== DATA SHOWN ==
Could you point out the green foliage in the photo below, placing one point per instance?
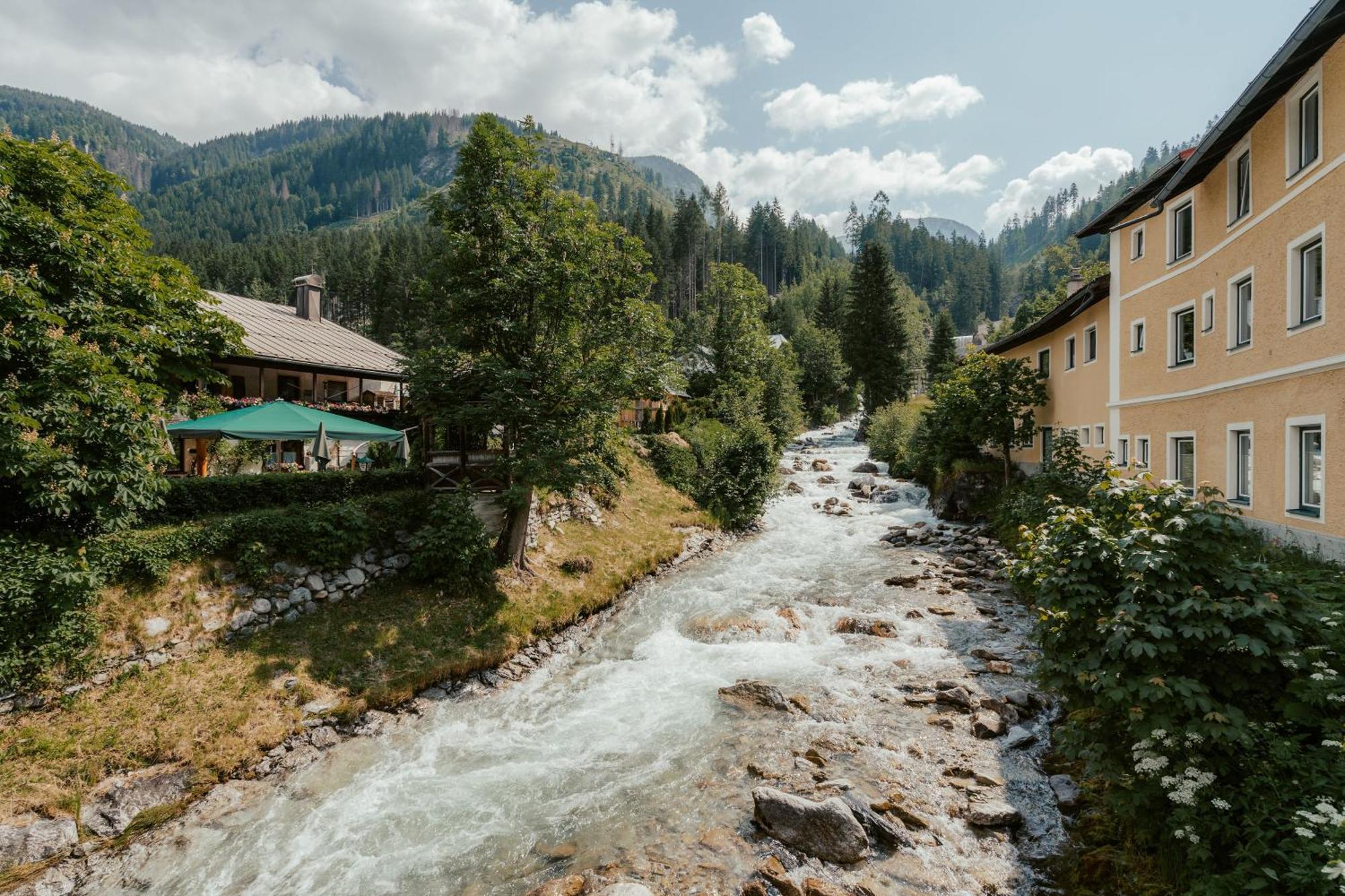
(944, 349)
(740, 475)
(988, 400)
(196, 497)
(1066, 479)
(45, 599)
(1202, 673)
(675, 464)
(891, 431)
(453, 549)
(98, 335)
(824, 376)
(875, 330)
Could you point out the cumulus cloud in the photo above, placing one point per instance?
(813, 182)
(806, 108)
(592, 72)
(1089, 167)
(765, 38)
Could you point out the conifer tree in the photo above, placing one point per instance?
(876, 333)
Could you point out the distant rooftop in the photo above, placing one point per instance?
(275, 333)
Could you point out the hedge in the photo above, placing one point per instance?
(196, 497)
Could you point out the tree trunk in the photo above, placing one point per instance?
(512, 545)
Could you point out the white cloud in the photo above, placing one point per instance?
(821, 185)
(765, 38)
(1089, 167)
(592, 72)
(806, 108)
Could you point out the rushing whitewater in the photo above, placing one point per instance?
(622, 756)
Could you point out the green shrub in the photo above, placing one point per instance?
(45, 599)
(193, 497)
(1028, 502)
(739, 479)
(1202, 682)
(453, 548)
(675, 464)
(890, 434)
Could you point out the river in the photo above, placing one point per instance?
(622, 756)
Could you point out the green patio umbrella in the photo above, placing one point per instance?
(280, 420)
(322, 451)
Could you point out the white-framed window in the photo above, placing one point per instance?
(1241, 310)
(1182, 231)
(1239, 184)
(1182, 335)
(1305, 467)
(1308, 279)
(1239, 489)
(1182, 459)
(1304, 124)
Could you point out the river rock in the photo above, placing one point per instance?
(115, 802)
(36, 840)
(1066, 790)
(753, 692)
(993, 813)
(571, 885)
(828, 830)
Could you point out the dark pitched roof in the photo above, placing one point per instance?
(1313, 37)
(276, 333)
(1085, 298)
(1136, 197)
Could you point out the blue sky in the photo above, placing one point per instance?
(970, 111)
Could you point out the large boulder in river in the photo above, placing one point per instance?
(753, 692)
(828, 830)
(115, 802)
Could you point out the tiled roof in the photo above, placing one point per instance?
(275, 333)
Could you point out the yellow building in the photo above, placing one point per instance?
(1070, 346)
(1226, 326)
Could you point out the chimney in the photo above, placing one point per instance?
(309, 296)
(1077, 283)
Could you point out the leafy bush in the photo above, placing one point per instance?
(1202, 682)
(740, 477)
(193, 497)
(1067, 478)
(890, 434)
(675, 464)
(453, 548)
(45, 596)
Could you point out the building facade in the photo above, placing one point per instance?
(1223, 335)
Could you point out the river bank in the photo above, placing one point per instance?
(898, 650)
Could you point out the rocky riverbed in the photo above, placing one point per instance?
(835, 705)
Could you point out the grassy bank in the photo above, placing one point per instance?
(224, 706)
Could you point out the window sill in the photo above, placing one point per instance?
(1307, 325)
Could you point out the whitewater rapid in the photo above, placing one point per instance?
(621, 755)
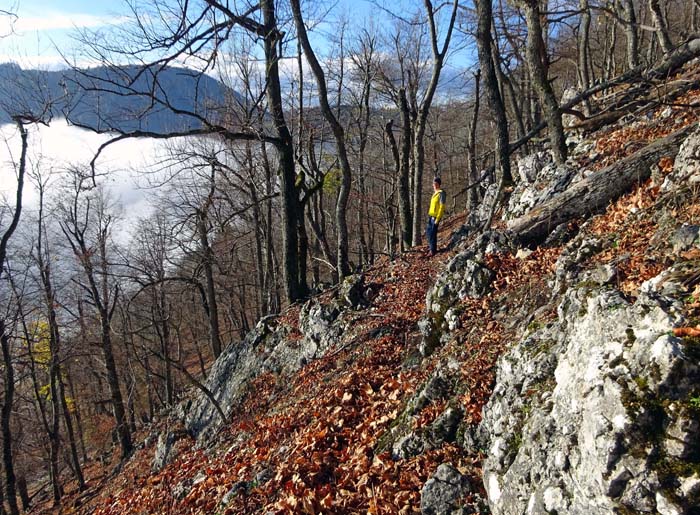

== REQUEST ==
Render the records above as a JSON list of strings, one string per line and no blank lines, starting with the line containing "Could you point out the white cloud" and going on through the line containing "(1304, 124)", with both of those lines included.

== RESULT ==
[
  "Could you point out the white cloud in the photo above, placing one point per instance?",
  "(821, 185)",
  "(765, 38)",
  "(1089, 167)",
  "(592, 72)",
  "(806, 108)",
  "Could you point out the rushing whitewater in the photo above, placing one point per instance?",
  "(622, 756)",
  "Could you point out the green shrub in the photo above, placing one point per instance?",
  "(45, 599)",
  "(193, 497)",
  "(1028, 502)",
  "(739, 479)",
  "(1202, 682)",
  "(453, 548)",
  "(675, 464)",
  "(890, 434)",
  "Could you point out the river in the photo above, placing one point per instance?",
  "(622, 756)",
  "Could you point out the green patio umbrella in the photo above, placing one point per instance?",
  "(280, 420)",
  "(322, 451)",
  "Could you point out the white-framed window in the photo above, placing one point per instance?",
  "(1241, 310)",
  "(1182, 231)",
  "(1239, 184)",
  "(1182, 335)",
  "(1305, 467)",
  "(1308, 279)",
  "(1239, 489)",
  "(1182, 459)",
  "(1304, 124)"
]